▸ Requirement 1
From the records further down, pull out every line that contains the word "necklace". Case counts, so skip lines where it appears only with different capitals.

Cliff: Hey, Axl, is your section braced?
Axl: Uh, yeah. I think I know what I'm doing. I've taken shop three times. I've built five partially functioning bird houses. Never heard any of the birds complaining.

Quote from Sue

Sue: Isn't this place amazing? Passports, marriage licenses, jury duty... it's like all of life in one building. You can do anything here.
Mike: Except sit down. Or park for free.
Sue: It's so cool.
Frankie: [v.o.] And it was cool... all day long. They went upstairs when they were at the wrong window, they went downstairs when they had the wrong form. And they went home when Sue forgot her birth certificate. Yep, it was definitely cool.

Quote from Brick

Brick: [whispers] I want you to help me, not Aunt Janet.
Frankie: [lowered voice] Oh, cry me a river. I'm going on 40 years of this crap.
Brick: [whispers] But she's so bossy. [loud voice] Bossy.
Frankie: Shh!

Quote from Sue

Sue: [to a man in the line] I'm changing my name. Yeah. I'm gonna be Sue Lily. "Sue" means "Lily" in French.
Woman: Next?
Sue: Wait a second. If "Sue" means "Lily," then "Sue Lily" is the same as "Sue Sue." Oh, no. No, no, no, no, no, no.
I-I need to change it. I-I need a pen. Where's the form? We need to go to the back of the line.
Mike: Not a chance. We're next. You take one step out of this line, and I'm changing my name and vanishing without a trace.
Sue: Okay. Okay. Yeah, uh, I can do this. Uh... Sue... Betsy. Sue... Mackenzie. Sue... Bench. Sue... Probation.
Woman: Next.
Sue: [high-pitched voice] Sue Next!

▸ Requirement 2
Translate this sentence from the dialogue above into Spanish: "I've built five partially functioning bird houses."

▸ Data listing
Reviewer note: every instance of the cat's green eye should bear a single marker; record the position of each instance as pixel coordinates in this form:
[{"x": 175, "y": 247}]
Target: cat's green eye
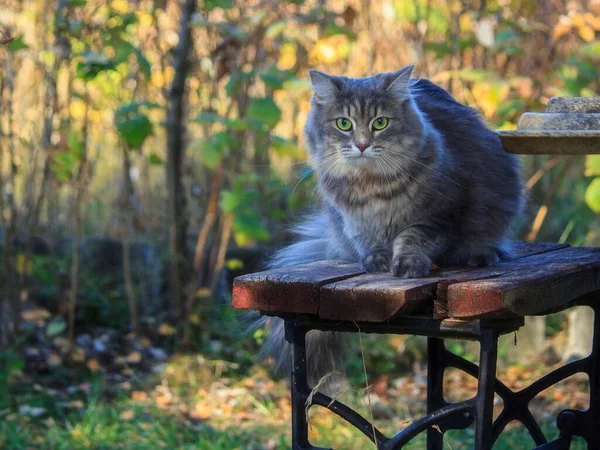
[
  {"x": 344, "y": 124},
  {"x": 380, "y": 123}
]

---

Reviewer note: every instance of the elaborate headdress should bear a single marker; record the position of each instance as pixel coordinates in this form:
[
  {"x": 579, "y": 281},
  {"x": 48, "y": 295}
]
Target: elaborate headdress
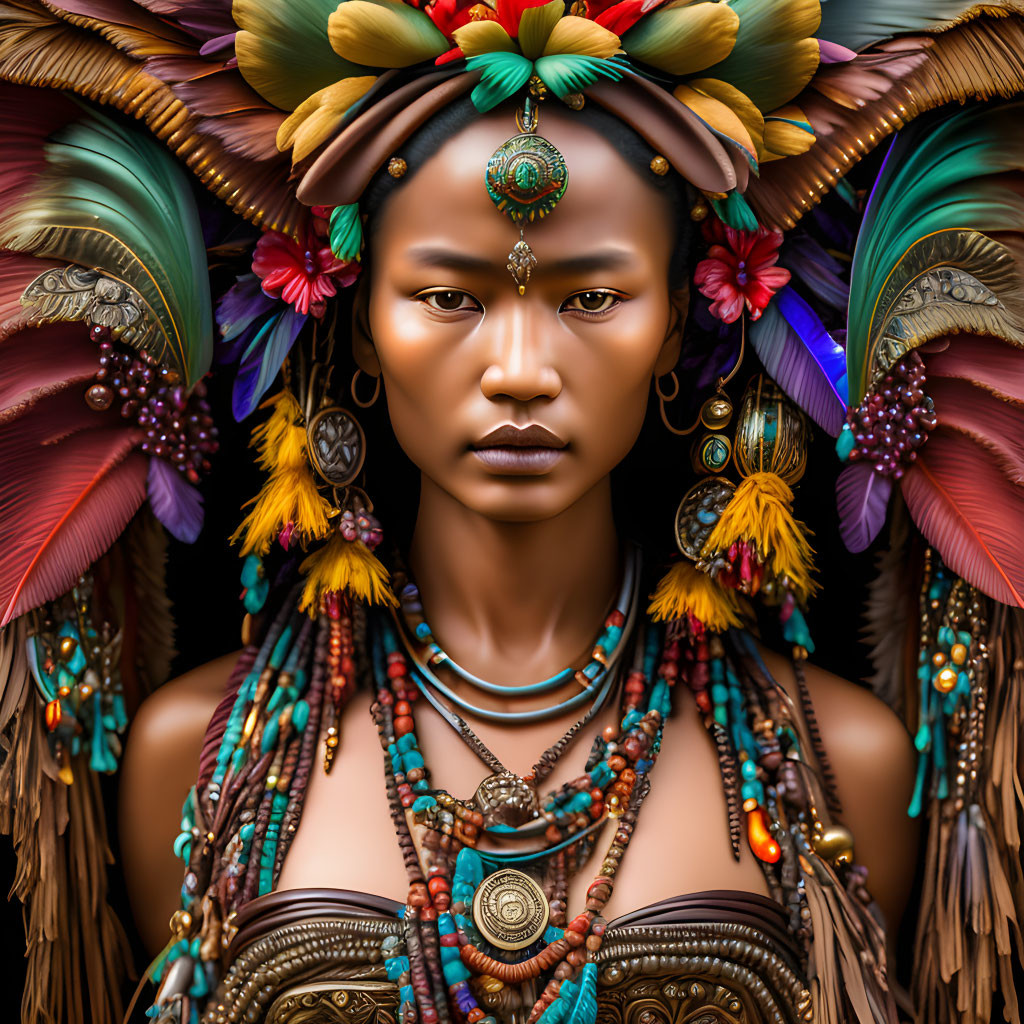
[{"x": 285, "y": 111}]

==

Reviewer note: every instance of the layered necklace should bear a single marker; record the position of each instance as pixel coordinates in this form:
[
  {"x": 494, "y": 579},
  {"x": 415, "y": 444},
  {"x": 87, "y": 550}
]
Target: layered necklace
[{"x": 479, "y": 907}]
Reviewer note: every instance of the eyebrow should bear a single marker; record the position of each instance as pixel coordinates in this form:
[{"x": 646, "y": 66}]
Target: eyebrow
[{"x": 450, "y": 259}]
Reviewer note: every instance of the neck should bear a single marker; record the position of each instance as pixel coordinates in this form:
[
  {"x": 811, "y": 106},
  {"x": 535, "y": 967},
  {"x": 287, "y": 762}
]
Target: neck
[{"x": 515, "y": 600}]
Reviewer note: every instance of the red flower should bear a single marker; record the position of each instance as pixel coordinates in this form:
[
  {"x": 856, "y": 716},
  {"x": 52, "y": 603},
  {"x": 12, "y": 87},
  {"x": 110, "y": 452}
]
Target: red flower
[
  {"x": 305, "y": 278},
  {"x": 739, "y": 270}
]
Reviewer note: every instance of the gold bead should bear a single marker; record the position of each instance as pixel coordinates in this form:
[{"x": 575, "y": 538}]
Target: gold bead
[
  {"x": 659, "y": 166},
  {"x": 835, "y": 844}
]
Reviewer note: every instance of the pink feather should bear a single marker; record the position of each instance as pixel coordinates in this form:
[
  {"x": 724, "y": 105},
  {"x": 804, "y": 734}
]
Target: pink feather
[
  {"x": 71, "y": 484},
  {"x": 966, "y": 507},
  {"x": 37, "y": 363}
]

▸ Task result 1
Reviewer note: every instance of the layered necklace should bear a single marker; record the position of each instance as pixel coordinates in this form:
Target: layered necklace

▸ Task result 2
He construido cinco casas para pájaros que funcionan parcialmente.